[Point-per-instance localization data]
::::::

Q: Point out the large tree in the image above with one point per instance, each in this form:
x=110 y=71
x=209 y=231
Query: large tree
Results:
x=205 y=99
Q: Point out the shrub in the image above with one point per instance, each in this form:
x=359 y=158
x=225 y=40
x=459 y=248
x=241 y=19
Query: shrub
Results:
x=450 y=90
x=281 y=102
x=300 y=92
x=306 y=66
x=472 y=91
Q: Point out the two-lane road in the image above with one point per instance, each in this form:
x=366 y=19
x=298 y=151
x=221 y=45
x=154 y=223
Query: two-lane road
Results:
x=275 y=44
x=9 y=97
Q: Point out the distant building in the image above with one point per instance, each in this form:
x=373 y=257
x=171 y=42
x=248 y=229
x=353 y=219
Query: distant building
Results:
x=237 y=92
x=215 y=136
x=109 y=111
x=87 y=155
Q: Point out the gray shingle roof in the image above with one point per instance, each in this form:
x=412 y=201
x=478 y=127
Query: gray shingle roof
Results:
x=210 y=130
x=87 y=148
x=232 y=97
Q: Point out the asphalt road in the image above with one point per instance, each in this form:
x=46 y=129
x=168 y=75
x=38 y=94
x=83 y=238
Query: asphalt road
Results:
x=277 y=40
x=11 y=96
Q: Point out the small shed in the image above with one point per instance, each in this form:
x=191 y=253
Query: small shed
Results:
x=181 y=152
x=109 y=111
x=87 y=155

::::::

◆ **TASK INSTRUCTIONS**
Only the lines from the beginning of the entries through the line bearing "Query: shrub" should be returned, each exactly as written.

◆ **EXERCISE RESPONSE**
Q: Point out the large tree in the image above with one point per instance, each in this form:
x=110 y=71
x=209 y=231
Query: large tree
Results:
x=205 y=99
Q: Point out the shrub in the image above with one point per instance, each in this form:
x=359 y=158
x=225 y=40
x=459 y=248
x=241 y=19
Query: shrub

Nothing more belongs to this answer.